Document passage ->
Single by Lali

from the album No Vayas a Atender Cuando El Demonio Llama
- English title: "I Don't Care"
- Released: 26 November 2024
- Genre: Pop rock; pop-punk; punk rock;
- Length: 2:33
- Label: Sony Argentina
- Songwriters: Mariana Espósito; Martin D'Agosto; Mauro De Tommaso; Isabela Teran Lieban; Federico Barreto;
- Producers: Mauro De Tommaso; Don Barreto;

Lali singles chronology
| "Fanático" (2024) | "No Me Importa" (2024) | "Mejor Que Vos" (2025) |

Music video
- "No Me Importa" on YouTube

= No Me Importa =

2024 single by Lali

"No Me Importa" is a song recorded by Argentine singer Lali. It was released through Sony Music Argentina on 26 November 2024 as the second single from her sixth studio album, No Vayas a Atender Cuando El Demonio Llama (2025). The song was co-written by Lali, Galán, BB Asul, and its producers, Mauro De Tommaso and Don Barreto.

Dataset rows:

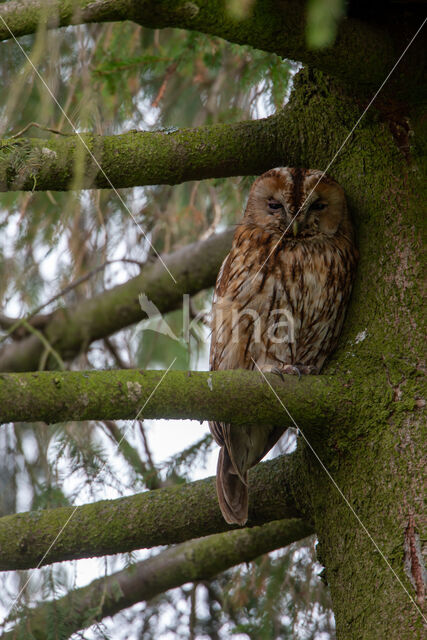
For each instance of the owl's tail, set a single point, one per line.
(232, 492)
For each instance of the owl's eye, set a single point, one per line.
(317, 206)
(274, 205)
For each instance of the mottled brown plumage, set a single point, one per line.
(279, 302)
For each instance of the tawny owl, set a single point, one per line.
(279, 301)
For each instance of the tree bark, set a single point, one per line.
(361, 56)
(140, 158)
(373, 561)
(240, 397)
(200, 559)
(149, 519)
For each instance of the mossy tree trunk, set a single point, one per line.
(364, 498)
(374, 460)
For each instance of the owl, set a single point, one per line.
(279, 303)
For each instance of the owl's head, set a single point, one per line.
(299, 202)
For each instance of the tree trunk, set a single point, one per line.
(371, 554)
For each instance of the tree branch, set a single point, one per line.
(240, 397)
(200, 559)
(361, 56)
(141, 157)
(73, 329)
(158, 517)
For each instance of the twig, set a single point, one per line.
(68, 288)
(39, 126)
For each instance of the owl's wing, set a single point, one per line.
(220, 289)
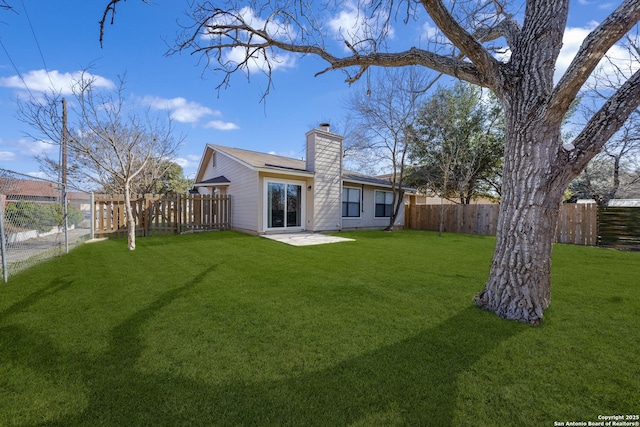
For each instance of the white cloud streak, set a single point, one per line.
(180, 109)
(220, 125)
(354, 25)
(52, 81)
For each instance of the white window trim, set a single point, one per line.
(265, 204)
(374, 204)
(361, 201)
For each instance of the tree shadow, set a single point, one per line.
(412, 382)
(54, 286)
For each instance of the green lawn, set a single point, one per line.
(227, 329)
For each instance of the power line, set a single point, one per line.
(38, 45)
(16, 68)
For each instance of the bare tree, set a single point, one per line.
(538, 167)
(611, 171)
(459, 142)
(109, 144)
(382, 114)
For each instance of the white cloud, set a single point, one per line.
(189, 161)
(220, 125)
(7, 156)
(354, 25)
(180, 109)
(291, 154)
(41, 175)
(258, 62)
(572, 40)
(43, 81)
(30, 147)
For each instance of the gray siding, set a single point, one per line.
(324, 158)
(243, 189)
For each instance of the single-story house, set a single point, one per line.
(272, 193)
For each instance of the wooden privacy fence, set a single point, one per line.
(619, 227)
(577, 223)
(158, 215)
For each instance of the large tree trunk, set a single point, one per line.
(519, 285)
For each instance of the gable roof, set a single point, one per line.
(271, 162)
(257, 160)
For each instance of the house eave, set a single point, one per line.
(285, 171)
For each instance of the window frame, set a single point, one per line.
(348, 202)
(375, 204)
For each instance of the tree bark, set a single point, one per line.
(519, 285)
(131, 222)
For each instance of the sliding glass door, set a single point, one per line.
(284, 202)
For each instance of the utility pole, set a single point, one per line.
(65, 137)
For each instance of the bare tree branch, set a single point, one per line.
(593, 49)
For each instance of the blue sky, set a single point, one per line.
(46, 41)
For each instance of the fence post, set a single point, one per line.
(5, 273)
(92, 217)
(65, 222)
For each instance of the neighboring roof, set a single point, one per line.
(382, 180)
(220, 180)
(627, 203)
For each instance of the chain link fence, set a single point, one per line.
(39, 219)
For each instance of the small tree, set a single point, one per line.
(538, 166)
(109, 144)
(381, 122)
(459, 144)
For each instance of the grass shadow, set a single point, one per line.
(412, 382)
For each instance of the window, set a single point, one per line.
(284, 201)
(384, 199)
(350, 202)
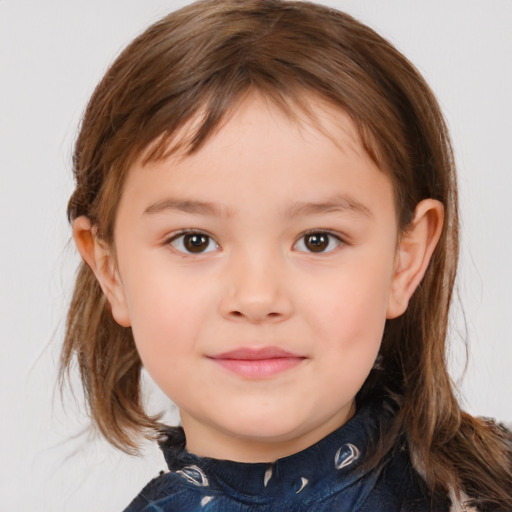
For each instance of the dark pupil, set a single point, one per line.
(317, 242)
(196, 243)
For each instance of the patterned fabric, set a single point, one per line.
(328, 476)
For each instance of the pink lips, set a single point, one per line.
(258, 363)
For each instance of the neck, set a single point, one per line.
(205, 441)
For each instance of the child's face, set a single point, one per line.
(257, 275)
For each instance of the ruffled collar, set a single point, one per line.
(335, 460)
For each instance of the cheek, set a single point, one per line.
(350, 309)
(166, 313)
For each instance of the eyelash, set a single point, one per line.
(178, 239)
(319, 232)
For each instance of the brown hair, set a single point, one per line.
(199, 62)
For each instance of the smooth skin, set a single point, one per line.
(271, 235)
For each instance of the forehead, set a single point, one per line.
(260, 153)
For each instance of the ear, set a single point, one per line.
(416, 247)
(100, 258)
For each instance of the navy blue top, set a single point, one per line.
(328, 476)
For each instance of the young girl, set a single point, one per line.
(266, 207)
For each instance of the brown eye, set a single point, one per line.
(194, 243)
(318, 241)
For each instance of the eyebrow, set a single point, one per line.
(187, 206)
(297, 209)
(334, 205)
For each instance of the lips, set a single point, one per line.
(260, 363)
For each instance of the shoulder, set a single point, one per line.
(162, 494)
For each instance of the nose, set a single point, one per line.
(256, 290)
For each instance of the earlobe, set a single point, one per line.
(100, 259)
(416, 247)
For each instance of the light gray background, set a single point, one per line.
(52, 53)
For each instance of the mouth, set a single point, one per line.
(260, 363)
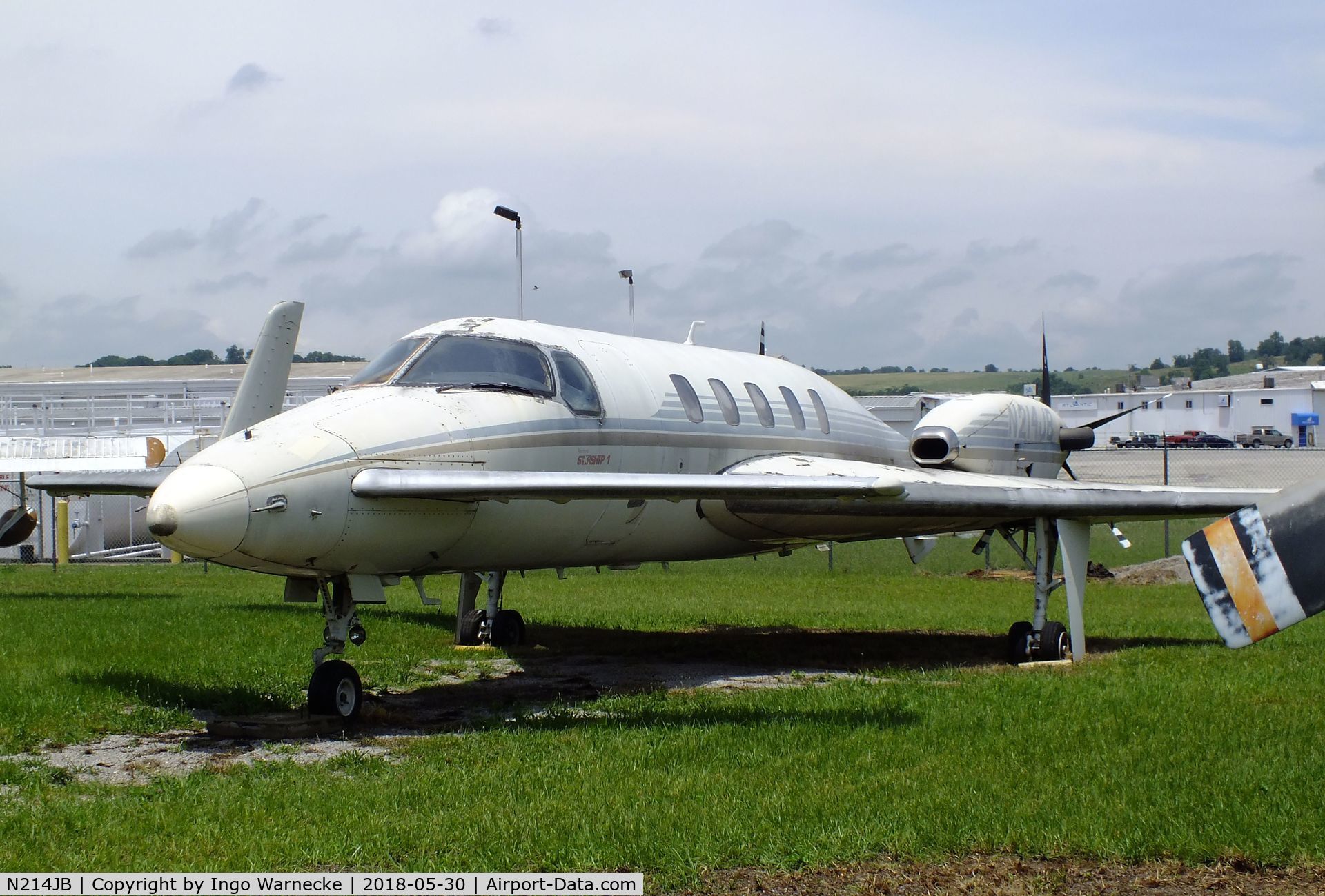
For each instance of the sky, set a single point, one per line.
(880, 183)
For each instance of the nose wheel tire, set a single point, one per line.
(334, 690)
(471, 628)
(508, 629)
(1054, 642)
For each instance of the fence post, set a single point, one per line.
(63, 531)
(1166, 552)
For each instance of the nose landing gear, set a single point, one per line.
(334, 688)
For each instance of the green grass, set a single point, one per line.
(1165, 744)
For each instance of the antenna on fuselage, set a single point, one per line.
(629, 276)
(1044, 367)
(502, 212)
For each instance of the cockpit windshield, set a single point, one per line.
(386, 364)
(460, 360)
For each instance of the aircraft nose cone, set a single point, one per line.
(200, 511)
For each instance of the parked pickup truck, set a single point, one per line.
(1264, 436)
(1182, 439)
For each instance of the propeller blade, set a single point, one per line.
(17, 524)
(1097, 424)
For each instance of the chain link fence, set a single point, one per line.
(1263, 468)
(101, 527)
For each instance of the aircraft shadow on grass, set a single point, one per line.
(566, 668)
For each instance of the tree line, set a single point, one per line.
(199, 357)
(1208, 363)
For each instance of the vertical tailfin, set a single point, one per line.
(262, 392)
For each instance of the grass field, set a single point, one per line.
(1162, 744)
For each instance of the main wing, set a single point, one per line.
(821, 498)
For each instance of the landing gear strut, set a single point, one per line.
(492, 625)
(1044, 639)
(334, 688)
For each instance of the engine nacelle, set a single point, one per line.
(995, 433)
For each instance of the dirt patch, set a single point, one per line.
(1168, 570)
(132, 759)
(449, 698)
(1006, 875)
(567, 668)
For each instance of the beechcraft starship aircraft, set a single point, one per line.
(482, 446)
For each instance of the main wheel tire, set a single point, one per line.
(335, 690)
(508, 629)
(1054, 642)
(469, 626)
(1019, 642)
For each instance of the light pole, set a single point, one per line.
(501, 211)
(629, 276)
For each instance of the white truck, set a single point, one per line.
(1264, 436)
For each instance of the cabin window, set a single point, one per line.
(386, 364)
(725, 401)
(761, 404)
(464, 361)
(691, 401)
(578, 390)
(821, 410)
(798, 417)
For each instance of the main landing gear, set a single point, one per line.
(1043, 639)
(334, 688)
(492, 625)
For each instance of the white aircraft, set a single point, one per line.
(481, 446)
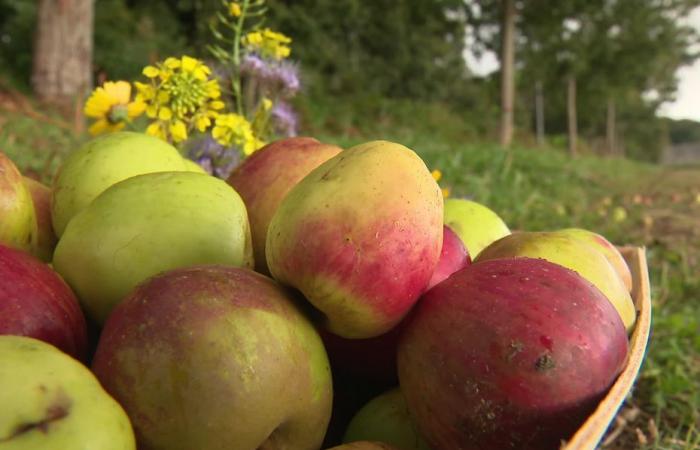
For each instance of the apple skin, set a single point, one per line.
(365, 445)
(51, 401)
(572, 253)
(611, 253)
(148, 224)
(360, 237)
(213, 357)
(46, 239)
(509, 353)
(102, 162)
(386, 419)
(18, 227)
(36, 302)
(453, 257)
(267, 176)
(475, 224)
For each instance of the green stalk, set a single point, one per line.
(236, 78)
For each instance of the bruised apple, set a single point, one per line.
(266, 176)
(360, 236)
(216, 357)
(509, 353)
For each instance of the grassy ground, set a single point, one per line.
(532, 189)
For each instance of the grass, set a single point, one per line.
(532, 189)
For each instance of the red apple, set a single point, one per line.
(46, 238)
(36, 302)
(509, 353)
(454, 256)
(265, 178)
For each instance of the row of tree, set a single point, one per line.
(592, 68)
(617, 55)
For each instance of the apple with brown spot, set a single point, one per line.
(360, 236)
(265, 178)
(509, 353)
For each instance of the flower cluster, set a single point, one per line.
(234, 129)
(183, 101)
(268, 44)
(111, 105)
(180, 96)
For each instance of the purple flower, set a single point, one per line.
(214, 158)
(256, 67)
(284, 119)
(286, 77)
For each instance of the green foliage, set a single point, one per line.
(127, 38)
(681, 131)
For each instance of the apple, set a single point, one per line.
(611, 253)
(46, 238)
(475, 224)
(509, 353)
(51, 401)
(18, 226)
(36, 302)
(360, 236)
(265, 178)
(453, 257)
(365, 445)
(572, 253)
(216, 357)
(148, 224)
(100, 163)
(386, 419)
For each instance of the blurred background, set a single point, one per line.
(553, 113)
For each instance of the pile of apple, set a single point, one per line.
(131, 315)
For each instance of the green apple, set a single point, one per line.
(18, 227)
(51, 401)
(265, 178)
(475, 224)
(386, 419)
(572, 253)
(216, 357)
(102, 162)
(146, 225)
(611, 253)
(46, 238)
(192, 166)
(360, 236)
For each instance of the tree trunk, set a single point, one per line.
(507, 74)
(62, 64)
(539, 113)
(571, 114)
(610, 128)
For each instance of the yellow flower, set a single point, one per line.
(110, 104)
(268, 43)
(234, 130)
(234, 9)
(179, 97)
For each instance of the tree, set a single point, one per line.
(62, 61)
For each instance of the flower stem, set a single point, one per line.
(236, 78)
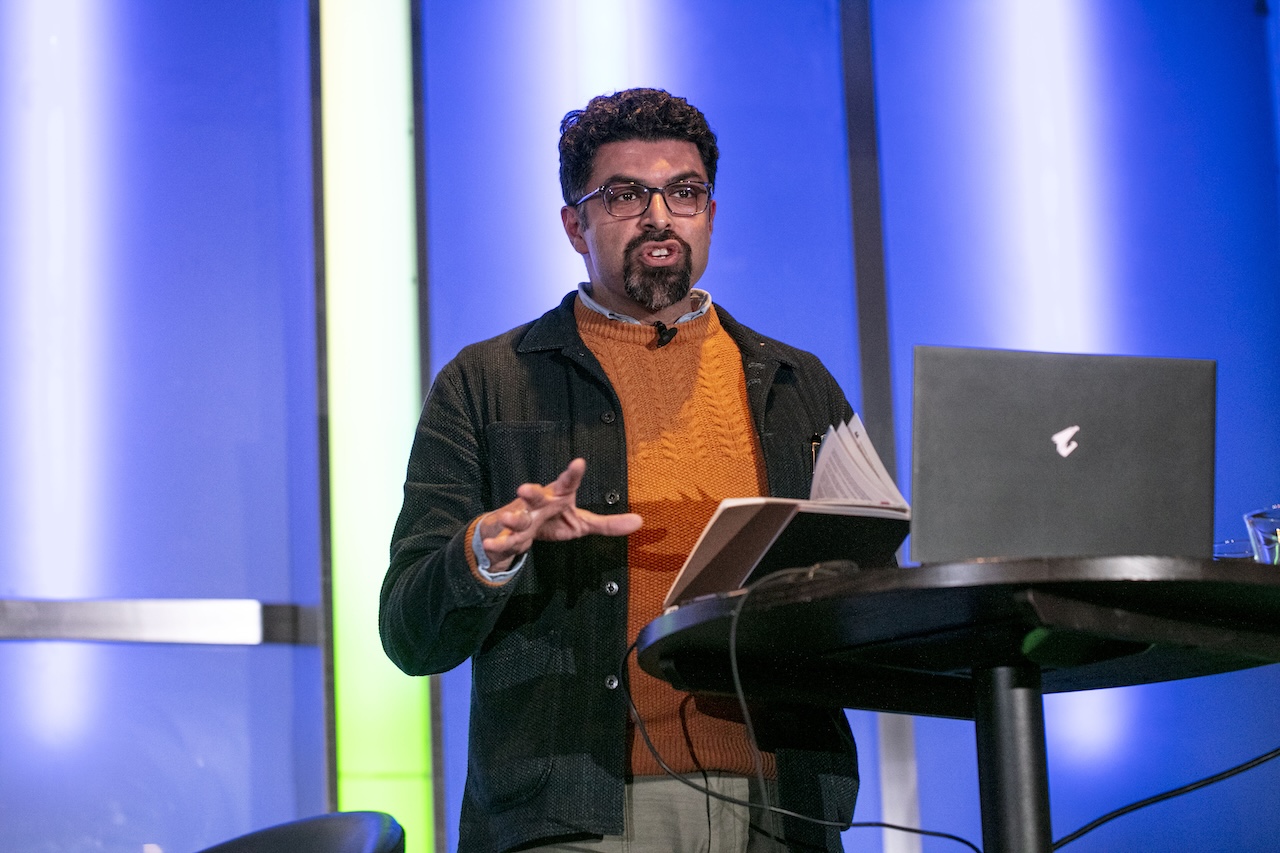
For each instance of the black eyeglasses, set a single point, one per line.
(630, 199)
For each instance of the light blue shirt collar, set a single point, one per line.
(702, 305)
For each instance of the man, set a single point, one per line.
(561, 474)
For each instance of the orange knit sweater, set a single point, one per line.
(690, 443)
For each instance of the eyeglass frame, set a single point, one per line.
(649, 194)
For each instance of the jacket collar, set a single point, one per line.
(558, 331)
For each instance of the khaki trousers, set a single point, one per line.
(662, 815)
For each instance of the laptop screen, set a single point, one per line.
(1051, 455)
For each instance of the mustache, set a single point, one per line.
(658, 237)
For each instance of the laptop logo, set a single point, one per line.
(1064, 443)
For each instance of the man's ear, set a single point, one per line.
(574, 227)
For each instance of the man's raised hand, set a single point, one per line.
(547, 512)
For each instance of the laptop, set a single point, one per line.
(1052, 455)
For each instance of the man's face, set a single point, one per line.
(644, 265)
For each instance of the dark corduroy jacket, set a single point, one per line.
(548, 735)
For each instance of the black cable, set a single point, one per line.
(1168, 794)
(737, 685)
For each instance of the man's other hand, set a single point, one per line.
(547, 512)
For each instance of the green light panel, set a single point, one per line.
(383, 716)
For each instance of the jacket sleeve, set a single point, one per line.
(434, 611)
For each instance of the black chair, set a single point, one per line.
(336, 833)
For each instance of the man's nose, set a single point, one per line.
(658, 215)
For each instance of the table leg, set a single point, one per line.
(1013, 774)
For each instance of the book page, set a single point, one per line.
(848, 469)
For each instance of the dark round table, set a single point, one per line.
(979, 641)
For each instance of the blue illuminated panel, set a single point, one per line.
(158, 413)
(1098, 177)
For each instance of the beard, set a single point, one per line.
(657, 287)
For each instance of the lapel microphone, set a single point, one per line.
(664, 334)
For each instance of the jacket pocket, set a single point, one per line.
(534, 451)
(515, 710)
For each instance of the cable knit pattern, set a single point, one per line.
(690, 443)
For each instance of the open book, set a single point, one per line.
(854, 512)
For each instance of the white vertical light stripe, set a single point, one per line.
(54, 292)
(900, 789)
(53, 309)
(1052, 292)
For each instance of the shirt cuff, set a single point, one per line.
(483, 562)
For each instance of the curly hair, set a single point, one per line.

Goals ->
1. According to the song page, which album is "No Me Importa" the second single from?
2. Go on with the song page, starting right after its final sentence.

Outputs ->
1. No Vayas a Atender Cuando El Demonio Llama (2025), Lali's sixth studio album.

2.
==Background and release==
Background and Release
In October 2024, Lali gave an interview to Agustín Gómez Cascales for Shangay, during which she discussed, among other topics, the production process of "Fanático" and her upcoming sixth studio album. In the interview, she teased that the album would feature some collaborations and, in terms of sound, would include songs ranging from "mega-electronic" to punk.

A week before the song's release, a video from Lali's 33rd birthday party began circulating on social media, featuring a portion of the track, leaking part of the song. Shortly after, Lali posted the video on her TikTok account with the caption "Y no me importa", suggesting that she wasn't bothered by the leak. The phrase later turned out to be the title of the song.

On Monday, 25 November 2024, Lali took to the streets of Buenos Aires to promote the upcoming single, riding through the city on convertible car with a megaphone. She wore a white t-shirt with the phrase "Nunca fui lo que querían de mí", which was also a lyric from the song. The track was officially released the following day, November 26.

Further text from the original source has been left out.